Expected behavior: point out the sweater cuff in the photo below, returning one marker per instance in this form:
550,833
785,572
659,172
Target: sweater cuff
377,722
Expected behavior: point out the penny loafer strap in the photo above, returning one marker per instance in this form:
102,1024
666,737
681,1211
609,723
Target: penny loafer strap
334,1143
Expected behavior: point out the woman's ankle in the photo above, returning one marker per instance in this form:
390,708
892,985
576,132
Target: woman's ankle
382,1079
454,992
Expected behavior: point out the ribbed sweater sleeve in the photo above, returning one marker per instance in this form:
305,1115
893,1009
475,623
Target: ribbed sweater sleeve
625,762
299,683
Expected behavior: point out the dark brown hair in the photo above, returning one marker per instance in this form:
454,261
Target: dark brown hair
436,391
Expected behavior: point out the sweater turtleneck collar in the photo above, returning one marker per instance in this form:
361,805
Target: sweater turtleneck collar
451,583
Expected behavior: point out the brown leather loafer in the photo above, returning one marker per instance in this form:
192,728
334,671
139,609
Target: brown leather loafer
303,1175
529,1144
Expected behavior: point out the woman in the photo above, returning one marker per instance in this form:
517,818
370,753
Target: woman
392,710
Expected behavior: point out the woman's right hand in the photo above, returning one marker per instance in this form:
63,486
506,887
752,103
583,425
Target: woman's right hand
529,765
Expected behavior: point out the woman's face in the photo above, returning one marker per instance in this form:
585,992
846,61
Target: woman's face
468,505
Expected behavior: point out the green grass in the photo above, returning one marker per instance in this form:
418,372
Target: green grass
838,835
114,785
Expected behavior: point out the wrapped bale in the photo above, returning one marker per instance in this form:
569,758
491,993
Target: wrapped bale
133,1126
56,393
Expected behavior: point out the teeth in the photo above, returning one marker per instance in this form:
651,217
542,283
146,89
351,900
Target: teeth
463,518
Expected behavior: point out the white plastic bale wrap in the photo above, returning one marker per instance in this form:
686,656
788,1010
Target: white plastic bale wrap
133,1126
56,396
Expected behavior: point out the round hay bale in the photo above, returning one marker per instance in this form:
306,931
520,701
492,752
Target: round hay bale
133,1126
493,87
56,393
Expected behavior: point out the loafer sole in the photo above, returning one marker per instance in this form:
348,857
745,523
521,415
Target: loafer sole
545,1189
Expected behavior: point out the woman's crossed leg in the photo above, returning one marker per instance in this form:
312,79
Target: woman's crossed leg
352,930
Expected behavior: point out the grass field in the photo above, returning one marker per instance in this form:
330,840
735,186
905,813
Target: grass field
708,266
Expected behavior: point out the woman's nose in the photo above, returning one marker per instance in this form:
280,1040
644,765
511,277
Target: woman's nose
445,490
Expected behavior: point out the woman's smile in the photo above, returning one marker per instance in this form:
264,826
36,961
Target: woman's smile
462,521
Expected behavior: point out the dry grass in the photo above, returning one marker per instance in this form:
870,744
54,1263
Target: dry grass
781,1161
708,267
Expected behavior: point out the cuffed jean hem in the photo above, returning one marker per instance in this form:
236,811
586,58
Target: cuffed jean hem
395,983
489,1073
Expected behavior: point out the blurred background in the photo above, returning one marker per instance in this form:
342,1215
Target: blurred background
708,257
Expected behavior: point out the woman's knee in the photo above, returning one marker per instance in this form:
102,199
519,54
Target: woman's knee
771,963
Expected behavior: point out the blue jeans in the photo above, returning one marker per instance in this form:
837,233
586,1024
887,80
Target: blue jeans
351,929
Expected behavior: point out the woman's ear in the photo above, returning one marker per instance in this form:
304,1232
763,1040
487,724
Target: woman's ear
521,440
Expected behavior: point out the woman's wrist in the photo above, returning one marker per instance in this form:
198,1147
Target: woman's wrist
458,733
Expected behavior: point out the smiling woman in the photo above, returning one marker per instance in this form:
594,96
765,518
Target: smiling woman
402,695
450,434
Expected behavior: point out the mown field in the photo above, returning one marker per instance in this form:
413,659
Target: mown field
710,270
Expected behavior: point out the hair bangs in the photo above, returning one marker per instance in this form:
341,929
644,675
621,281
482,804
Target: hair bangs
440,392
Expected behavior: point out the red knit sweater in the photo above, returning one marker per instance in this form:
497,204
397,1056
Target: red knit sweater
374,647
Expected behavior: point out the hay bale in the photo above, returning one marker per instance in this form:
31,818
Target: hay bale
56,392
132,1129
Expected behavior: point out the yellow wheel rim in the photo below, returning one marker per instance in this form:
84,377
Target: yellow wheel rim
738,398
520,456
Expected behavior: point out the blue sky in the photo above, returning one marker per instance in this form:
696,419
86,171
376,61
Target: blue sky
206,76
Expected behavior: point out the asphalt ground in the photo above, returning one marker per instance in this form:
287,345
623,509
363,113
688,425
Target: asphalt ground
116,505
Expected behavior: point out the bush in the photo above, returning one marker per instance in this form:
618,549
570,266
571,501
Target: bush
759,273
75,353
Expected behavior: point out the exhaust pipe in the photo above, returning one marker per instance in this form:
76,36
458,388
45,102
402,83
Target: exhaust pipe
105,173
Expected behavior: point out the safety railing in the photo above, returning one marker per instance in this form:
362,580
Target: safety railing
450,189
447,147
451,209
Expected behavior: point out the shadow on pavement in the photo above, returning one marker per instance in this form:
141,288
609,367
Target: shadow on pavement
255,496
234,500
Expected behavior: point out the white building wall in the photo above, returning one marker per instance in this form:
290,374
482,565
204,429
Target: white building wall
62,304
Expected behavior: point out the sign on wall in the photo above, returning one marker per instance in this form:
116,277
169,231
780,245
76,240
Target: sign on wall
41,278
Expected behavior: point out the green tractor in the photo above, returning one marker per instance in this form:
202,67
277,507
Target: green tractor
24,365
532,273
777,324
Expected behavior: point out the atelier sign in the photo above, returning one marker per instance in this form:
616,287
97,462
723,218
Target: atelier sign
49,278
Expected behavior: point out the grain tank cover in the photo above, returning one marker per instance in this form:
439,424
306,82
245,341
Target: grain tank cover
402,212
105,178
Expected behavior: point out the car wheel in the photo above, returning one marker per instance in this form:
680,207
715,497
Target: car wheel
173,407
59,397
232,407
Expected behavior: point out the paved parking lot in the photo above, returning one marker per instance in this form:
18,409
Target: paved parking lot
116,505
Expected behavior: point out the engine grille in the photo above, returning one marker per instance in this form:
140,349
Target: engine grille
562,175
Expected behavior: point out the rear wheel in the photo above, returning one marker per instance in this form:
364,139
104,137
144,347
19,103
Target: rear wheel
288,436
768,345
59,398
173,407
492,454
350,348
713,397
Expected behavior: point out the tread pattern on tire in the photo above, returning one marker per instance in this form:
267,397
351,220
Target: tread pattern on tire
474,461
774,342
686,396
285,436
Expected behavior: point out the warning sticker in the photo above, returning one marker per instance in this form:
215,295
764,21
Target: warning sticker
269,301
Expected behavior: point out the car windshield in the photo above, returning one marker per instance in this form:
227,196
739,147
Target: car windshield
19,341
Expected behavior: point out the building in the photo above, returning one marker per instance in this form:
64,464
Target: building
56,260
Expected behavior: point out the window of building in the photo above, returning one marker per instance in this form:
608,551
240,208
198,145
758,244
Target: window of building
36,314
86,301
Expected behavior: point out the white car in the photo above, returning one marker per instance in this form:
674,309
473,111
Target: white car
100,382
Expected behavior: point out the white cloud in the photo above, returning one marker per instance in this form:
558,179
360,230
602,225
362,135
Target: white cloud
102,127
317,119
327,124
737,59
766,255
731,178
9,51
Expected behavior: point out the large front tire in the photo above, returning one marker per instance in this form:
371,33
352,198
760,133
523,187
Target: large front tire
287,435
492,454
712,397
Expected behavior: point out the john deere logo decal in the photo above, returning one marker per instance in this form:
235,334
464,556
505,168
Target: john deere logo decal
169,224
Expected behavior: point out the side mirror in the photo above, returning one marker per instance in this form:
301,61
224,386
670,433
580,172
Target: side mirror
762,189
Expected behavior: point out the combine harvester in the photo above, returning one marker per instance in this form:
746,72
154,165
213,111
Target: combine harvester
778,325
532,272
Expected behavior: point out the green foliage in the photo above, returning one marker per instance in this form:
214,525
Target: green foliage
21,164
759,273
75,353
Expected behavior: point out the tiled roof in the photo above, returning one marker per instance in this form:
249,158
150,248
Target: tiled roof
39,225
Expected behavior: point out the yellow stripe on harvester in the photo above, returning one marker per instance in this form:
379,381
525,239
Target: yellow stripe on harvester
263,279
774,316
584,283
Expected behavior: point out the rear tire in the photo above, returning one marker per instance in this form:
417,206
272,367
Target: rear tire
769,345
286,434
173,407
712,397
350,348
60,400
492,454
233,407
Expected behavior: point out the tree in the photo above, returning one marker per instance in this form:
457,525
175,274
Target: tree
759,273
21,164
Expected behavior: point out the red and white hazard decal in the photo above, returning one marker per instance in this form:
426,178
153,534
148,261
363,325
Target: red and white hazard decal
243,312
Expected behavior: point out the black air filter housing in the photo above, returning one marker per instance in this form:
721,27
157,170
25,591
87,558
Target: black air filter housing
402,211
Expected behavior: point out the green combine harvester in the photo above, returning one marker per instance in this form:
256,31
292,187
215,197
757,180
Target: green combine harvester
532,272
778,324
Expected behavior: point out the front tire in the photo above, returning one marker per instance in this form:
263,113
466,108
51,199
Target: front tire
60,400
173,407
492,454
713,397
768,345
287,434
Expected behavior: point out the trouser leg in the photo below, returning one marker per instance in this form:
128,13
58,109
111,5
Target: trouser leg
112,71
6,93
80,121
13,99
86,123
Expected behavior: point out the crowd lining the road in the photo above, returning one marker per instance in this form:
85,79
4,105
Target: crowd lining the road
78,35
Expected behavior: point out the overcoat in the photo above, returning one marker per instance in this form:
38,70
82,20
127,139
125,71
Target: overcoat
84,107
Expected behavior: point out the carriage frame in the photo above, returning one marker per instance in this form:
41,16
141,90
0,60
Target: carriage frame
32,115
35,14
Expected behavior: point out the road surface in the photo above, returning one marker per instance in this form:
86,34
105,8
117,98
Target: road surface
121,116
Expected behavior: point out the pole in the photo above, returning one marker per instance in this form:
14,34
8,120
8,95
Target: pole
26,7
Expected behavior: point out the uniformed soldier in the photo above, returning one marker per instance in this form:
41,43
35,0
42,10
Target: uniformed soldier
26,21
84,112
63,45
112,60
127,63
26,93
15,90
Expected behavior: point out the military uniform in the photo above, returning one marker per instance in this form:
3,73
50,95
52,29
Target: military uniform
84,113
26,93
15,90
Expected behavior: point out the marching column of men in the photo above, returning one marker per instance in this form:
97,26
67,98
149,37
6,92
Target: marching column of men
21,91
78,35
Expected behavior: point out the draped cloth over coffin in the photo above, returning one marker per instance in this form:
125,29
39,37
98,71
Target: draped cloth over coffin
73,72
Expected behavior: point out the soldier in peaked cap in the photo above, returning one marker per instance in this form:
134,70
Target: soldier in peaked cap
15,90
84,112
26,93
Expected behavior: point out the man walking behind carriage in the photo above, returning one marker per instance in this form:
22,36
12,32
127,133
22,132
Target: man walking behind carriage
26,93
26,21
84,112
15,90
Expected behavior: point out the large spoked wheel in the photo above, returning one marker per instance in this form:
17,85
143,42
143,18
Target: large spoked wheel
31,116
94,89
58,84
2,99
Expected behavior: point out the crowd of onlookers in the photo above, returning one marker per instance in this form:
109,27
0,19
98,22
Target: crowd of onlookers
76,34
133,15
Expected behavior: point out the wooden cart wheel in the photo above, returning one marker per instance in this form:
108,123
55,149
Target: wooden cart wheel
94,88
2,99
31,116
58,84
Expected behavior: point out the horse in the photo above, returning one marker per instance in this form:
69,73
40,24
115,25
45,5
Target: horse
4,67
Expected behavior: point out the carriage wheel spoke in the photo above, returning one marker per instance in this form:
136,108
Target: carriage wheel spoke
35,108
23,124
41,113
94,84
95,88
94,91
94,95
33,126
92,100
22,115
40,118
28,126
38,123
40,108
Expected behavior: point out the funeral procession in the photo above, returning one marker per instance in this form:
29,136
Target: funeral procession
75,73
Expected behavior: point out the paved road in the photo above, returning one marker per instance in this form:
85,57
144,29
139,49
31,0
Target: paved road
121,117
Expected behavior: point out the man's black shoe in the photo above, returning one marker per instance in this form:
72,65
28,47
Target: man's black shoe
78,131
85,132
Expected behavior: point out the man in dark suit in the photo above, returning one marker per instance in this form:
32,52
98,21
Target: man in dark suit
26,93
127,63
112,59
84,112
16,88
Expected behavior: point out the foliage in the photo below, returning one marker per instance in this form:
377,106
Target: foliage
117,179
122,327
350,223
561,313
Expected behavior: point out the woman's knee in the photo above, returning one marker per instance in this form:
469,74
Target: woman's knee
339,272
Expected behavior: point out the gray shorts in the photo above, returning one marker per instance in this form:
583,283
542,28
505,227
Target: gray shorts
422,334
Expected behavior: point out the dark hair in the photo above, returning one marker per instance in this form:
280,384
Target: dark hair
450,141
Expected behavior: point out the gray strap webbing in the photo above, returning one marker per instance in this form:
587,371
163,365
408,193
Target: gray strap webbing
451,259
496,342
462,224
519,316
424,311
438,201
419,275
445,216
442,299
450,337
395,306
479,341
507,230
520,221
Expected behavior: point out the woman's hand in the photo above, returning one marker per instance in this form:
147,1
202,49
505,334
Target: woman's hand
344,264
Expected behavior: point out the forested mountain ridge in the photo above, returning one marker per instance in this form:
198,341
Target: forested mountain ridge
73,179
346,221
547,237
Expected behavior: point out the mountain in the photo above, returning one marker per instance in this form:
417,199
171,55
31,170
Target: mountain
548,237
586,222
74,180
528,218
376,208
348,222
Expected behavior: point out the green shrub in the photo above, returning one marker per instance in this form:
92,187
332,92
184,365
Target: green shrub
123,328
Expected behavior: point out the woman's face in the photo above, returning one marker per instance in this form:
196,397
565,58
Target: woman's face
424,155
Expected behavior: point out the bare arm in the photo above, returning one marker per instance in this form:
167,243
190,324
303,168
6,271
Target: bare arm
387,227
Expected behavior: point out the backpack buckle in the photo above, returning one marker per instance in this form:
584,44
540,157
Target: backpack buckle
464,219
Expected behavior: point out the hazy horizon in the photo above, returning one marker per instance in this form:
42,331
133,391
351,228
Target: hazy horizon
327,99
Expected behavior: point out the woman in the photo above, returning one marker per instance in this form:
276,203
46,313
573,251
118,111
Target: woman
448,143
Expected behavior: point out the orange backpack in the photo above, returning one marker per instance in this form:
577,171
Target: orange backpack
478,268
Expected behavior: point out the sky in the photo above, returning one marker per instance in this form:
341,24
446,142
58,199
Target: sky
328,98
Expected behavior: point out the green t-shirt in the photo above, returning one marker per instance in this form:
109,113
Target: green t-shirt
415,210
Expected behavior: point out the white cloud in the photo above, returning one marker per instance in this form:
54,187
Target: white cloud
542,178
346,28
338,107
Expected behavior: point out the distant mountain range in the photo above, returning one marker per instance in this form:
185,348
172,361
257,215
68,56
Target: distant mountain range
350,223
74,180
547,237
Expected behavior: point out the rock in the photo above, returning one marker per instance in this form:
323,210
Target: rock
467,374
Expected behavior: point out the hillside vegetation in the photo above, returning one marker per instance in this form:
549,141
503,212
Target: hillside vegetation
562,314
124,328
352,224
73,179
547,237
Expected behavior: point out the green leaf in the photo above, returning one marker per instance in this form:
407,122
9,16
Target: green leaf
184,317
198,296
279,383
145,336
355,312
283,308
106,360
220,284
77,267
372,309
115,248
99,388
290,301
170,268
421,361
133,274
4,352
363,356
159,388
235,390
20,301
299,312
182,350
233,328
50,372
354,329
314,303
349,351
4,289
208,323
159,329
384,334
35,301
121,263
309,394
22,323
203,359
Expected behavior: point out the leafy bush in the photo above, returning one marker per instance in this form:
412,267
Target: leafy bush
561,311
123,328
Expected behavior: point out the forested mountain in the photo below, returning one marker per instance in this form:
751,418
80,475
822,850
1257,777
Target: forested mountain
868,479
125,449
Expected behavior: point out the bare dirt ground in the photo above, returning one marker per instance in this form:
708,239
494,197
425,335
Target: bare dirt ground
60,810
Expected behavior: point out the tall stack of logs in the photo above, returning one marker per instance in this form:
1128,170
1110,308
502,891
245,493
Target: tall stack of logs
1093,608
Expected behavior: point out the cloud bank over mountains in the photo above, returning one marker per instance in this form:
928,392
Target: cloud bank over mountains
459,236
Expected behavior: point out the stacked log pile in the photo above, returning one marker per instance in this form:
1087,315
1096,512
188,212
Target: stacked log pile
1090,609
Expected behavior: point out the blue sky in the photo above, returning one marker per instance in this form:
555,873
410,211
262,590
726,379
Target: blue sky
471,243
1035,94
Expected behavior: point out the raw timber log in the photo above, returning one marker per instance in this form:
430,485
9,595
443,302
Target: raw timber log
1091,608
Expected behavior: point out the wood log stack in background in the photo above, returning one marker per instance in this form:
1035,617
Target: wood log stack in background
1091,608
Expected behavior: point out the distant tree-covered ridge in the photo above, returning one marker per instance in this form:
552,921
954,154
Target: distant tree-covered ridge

^^^^^^^^^^^^^^^^

**Stated exercise**
Extract every line from the one containing "Expected behavior: point out the raw" through the last line of the data, inclusive, exactly as written.

**Worked solution**
Expected behavior: point out the raw timber log in the photo above, returning one marker per instance in this form:
430,485
9,595
443,302
Target: raw timber log
1091,608
Expected behavior: point out the wood log stack in background in the photo above, returning one marker per instance in this form:
1035,617
Target: wood log stack in background
1091,608
Expected behavior: point out the distant tree-covered ridge in the photo above, returning one marker per instance in this form:
552,921
954,154
Target: distant tree-covered ridge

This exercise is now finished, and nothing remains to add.